Your goal |
Line by line, retype the data exactly as it is given.

Material shown |
=======

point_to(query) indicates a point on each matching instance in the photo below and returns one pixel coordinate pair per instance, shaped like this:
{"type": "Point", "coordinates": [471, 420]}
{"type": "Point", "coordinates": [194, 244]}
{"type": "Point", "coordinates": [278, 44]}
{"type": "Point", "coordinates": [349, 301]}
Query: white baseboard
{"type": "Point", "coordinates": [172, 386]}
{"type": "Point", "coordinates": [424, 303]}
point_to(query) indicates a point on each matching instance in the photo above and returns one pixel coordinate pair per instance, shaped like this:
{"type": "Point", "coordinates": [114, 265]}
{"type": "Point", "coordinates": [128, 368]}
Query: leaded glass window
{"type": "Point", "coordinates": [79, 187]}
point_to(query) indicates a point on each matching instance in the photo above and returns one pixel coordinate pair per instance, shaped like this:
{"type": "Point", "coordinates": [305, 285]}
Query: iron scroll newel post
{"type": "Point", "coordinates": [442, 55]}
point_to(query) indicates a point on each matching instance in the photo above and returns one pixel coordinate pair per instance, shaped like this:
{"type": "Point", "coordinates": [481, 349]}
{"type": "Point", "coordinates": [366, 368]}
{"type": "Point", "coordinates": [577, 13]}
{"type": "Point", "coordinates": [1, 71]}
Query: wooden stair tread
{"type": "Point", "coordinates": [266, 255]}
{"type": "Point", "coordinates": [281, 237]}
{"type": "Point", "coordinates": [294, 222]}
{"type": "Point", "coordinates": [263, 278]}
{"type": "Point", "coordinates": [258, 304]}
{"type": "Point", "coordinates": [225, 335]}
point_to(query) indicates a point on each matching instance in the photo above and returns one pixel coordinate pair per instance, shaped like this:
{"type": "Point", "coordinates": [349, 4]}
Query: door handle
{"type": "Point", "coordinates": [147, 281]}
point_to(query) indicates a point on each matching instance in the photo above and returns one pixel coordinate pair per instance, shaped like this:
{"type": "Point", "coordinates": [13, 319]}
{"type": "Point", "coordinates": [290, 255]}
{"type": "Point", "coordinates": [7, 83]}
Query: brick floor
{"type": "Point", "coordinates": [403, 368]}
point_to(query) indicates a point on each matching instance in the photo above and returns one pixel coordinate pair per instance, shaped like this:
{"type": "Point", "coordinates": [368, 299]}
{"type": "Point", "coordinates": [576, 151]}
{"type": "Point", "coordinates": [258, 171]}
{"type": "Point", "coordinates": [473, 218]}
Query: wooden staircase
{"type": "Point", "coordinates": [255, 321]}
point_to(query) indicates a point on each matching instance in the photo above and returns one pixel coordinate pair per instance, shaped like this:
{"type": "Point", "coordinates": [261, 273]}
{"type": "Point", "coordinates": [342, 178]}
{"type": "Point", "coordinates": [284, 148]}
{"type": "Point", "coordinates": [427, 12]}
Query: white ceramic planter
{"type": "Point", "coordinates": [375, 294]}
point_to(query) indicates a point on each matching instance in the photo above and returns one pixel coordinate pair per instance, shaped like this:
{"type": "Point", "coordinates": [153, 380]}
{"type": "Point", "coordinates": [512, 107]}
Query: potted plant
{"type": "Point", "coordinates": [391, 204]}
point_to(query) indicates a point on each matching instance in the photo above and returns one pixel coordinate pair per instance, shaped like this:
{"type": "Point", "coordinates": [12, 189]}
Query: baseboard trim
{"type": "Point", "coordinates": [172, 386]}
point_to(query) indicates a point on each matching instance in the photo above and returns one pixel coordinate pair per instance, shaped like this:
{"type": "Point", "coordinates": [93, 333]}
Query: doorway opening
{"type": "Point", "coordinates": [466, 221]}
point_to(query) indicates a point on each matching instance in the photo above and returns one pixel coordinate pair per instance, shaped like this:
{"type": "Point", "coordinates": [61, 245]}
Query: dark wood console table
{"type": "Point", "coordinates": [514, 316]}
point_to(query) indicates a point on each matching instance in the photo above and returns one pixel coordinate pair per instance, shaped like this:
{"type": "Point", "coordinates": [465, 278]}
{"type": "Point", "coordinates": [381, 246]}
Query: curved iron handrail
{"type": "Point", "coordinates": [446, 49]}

=======

Exercise response |
point_to(query) indicates a point on each matching instance in the photo below and returns one pixel coordinate pair per instance, shaped like this:
{"type": "Point", "coordinates": [471, 420]}
{"type": "Point", "coordinates": [194, 244]}
{"type": "Point", "coordinates": [278, 44]}
{"type": "Point", "coordinates": [349, 301]}
Query: white baseboard
{"type": "Point", "coordinates": [172, 386]}
{"type": "Point", "coordinates": [424, 303]}
point_to(query) indicates a point on each matching instance in the photo above and returns one pixel coordinate pair per instance, shaped like this:
{"type": "Point", "coordinates": [114, 265]}
{"type": "Point", "coordinates": [128, 368]}
Query: leaded glass window
{"type": "Point", "coordinates": [79, 187]}
point_to(query) indicates a point on each matching instance in the photo above and returns one pixel coordinate pair per instance, shaped like this:
{"type": "Point", "coordinates": [305, 285]}
Query: iron scroll newel post
{"type": "Point", "coordinates": [442, 55]}
point_to(query) indicates a point on each matching instance in the photo above and returns one pixel coordinate pair per instance, shaped like this:
{"type": "Point", "coordinates": [481, 349]}
{"type": "Point", "coordinates": [366, 368]}
{"type": "Point", "coordinates": [577, 13]}
{"type": "Point", "coordinates": [1, 71]}
Query: wooden stair tread
{"type": "Point", "coordinates": [266, 255]}
{"type": "Point", "coordinates": [281, 237]}
{"type": "Point", "coordinates": [294, 222]}
{"type": "Point", "coordinates": [263, 278]}
{"type": "Point", "coordinates": [258, 304]}
{"type": "Point", "coordinates": [225, 335]}
point_to(query) indicates a point on each matching instance in the photo above and returns one pixel coordinate pair per instance, shaped like this:
{"type": "Point", "coordinates": [349, 4]}
Query: door handle
{"type": "Point", "coordinates": [147, 281]}
point_to(query) indicates a point on each matching instance in the photo above and returns one pixel coordinate pair per instance, shaped like this:
{"type": "Point", "coordinates": [13, 319]}
{"type": "Point", "coordinates": [290, 255]}
{"type": "Point", "coordinates": [7, 83]}
Query: brick floor
{"type": "Point", "coordinates": [403, 368]}
point_to(query) indicates a point on each matching instance in the photo above and returns one pixel coordinate pair per instance, shaped like this:
{"type": "Point", "coordinates": [368, 299]}
{"type": "Point", "coordinates": [576, 151]}
{"type": "Point", "coordinates": [258, 171]}
{"type": "Point", "coordinates": [473, 218]}
Query: wooden staircase
{"type": "Point", "coordinates": [255, 321]}
point_to(query) indicates a point on each matching instance in the photo above and returns one pixel coordinate pair per instance, shaped like this:
{"type": "Point", "coordinates": [261, 273]}
{"type": "Point", "coordinates": [342, 178]}
{"type": "Point", "coordinates": [284, 148]}
{"type": "Point", "coordinates": [427, 12]}
Query: white ceramic planter
{"type": "Point", "coordinates": [375, 294]}
point_to(query) indicates a point on each matching instance in the photo above and returns one pixel coordinate pair per instance, shaped like this:
{"type": "Point", "coordinates": [153, 380]}
{"type": "Point", "coordinates": [512, 107]}
Query: potted plant
{"type": "Point", "coordinates": [391, 204]}
point_to(query) indicates a point on each matching instance in the photo above and returns one pixel coordinate pair per instance, shaped like this:
{"type": "Point", "coordinates": [12, 189]}
Query: baseboard trim
{"type": "Point", "coordinates": [172, 386]}
point_to(query) indicates a point on each matching instance in the photo above and returns one pixel coordinate pair per instance, shaped like this:
{"type": "Point", "coordinates": [93, 333]}
Query: doorway opening
{"type": "Point", "coordinates": [466, 221]}
point_to(query) indicates a point on each matching instance in the photo above and returns one pixel coordinate pair per instance, shaped like this:
{"type": "Point", "coordinates": [61, 245]}
Query: dark wood console table
{"type": "Point", "coordinates": [514, 316]}
point_to(query) indicates a point on each matching instance in the photo above and returns one pixel coordinate pair per instance, shaped like this:
{"type": "Point", "coordinates": [465, 278]}
{"type": "Point", "coordinates": [381, 246]}
Query: curved iron handrail
{"type": "Point", "coordinates": [446, 49]}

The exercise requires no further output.